Selfishness

Hope, Healing & Freedom Podcast: Episode 118

Transcript

 Why do most people get married? Many times, it is so that we will have someone to share this life with, someone who will make us happy. But there is one thing that will keep you from experiencing harmony in your marriage and in your relationships. In this podcast we are going to look at how selfishness is an enemy of good relationships.

I’m Lee Whitman with Restoring the Foundations and I welcome you into this Hope Healing and Freedom Podcast. In last week’s podcast we looked at the difference between a contract relationship and a covenant relationship. If you have not heard last week’s podcast I encourage you to listen to it. This week is a continuation of last week’s podcast.

Let’s move on to the second part of why marriages struggle to stay together. The number one problem affecting marriages is selfishness. All of the other problems that commonly affect marriage: finances, sexual problems, poor communication, the in-laws, etc.–have their roots in selfishness.

Get hold of this next statement. Your marriage is more about your relationship with God than it is about your personal happiness. Gods goal for your marriage is your personal holiness, not necessarily your happiness. He is going to use your marriage to form you more and more into the image of Christ. We mistakenly think God gave us marriage to make us happy. Wrong. God is going to use your marriage to kill you! Yes, you heard me correctly. He is using your marriage to kill you. Let me explain.

The root of selfishness was sown into mankind in the garden of Eden. When Adam and Eve ate the fruit from the Tree of the Knowledge of Good and Evil, they went from being totally dependent on God for every need they had in life, to becoming independent of God. As humans, we like being independent. We say that independence is a good thing. We even sing songs to the glory of our independence like “I did it my way!”

The problem with independence is that we are created by God to be dependent beings. Since we were created to be dependent beings, and if we are no longer dependent on God as He intended, then the only one left for us to be dependent on is ourselves. We become self-dependent and try our best to be self-sufficient. Self, you, are then responsible for getting all of your needs met and for solving all of life’s problems. 

The Bible uses the word “flesh” to describe when “self” is responsible for meeting your needs. Flesh in this meaning, is anything we do to get our needs met outside of our relationship with Christ. The flesh are those patterns and methods (strategies if you will) each person has developed in order to perform two tasks. First, flesh develops strategies for trying to meet our three basic needs: the need for love, acceptance, and value. I describe this as the Offense in a game. The second task that flesh performs is to develop patterns and methods to protect us from getting hurt. This is like the Defense.

Required work:
A. Transcribe the part of the selfishness transcript that opens with the words containing "The problem with" and closes with "of life’s problems.".
B. Go on with the podcast transcript on selfishness, starting right after its last sentence.
The listing plays no part in this work.

Collected data:
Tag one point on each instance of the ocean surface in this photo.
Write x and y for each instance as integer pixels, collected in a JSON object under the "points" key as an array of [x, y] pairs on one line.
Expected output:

Task results:
A.
The problem with independence is that we are created by God to be dependent beings. Since we were created to be dependent beings, and if we are no longer dependent on God as He intended, then the only one left for us to be dependent on is ourselves. We become self-dependent and try our best to be self-sufficient. Self, you, are then responsible for getting all of your needs met and for solving all of life’s problems.

B.
Most of us understand that we were acting out of our flesh when we got angry at the guy for cutting us off in traffic and may have even practiced some sign language skills. What we don’t realize is we are also acting out of our flesh when we manipulate our spouse to get our way; or when we use anger to overpower someone to win an argument; or even when we do a bang-up job on teaching our Sunday School lesson because we want to impress our class and receive their admiration and praise. Doing each one of these is built around the needs of self. 

It’s these patterns of flesh (which is really just selfishness) that make marriage so unfulfilling and cause people to leave one marriage for another in hopes that the new one will be more self-fulfilling.

Let me give you a personal example of how the flesh works. My love language, according to Gary Chapman’s book, “The 5 Love Languages”, is words of affirmation. I love being told how wonderful I am. I really feed off of people saying encouraging and affirming things about me. When we got married, my wife was not very good at giving verbal affirmations. Her love language is acts of service; so according to her love scale, talk is cheap; show me you love me by doing something. Early in our marriage I would often get my feelings hurt when she did not speak affirming words to me. The pattern my flesh had developed growing up was to pull away when I would get hurt (Task #2 Defense – protect) and find someone who would affirm me (Task #1 Offense – get my need met). What made this more painful for me at home was that I got a lot of affirmation from people at church, especially from some of the women who appreciated what I did for them. You can easily see how dangerous this situation could have become, and it was all due to how my flesh (selfishness) reacted. I could have decided that my wife didn’t seem to appreciate me the way I desired and find someone who would show me the appreciation I desperately wanted and felt that I deserved.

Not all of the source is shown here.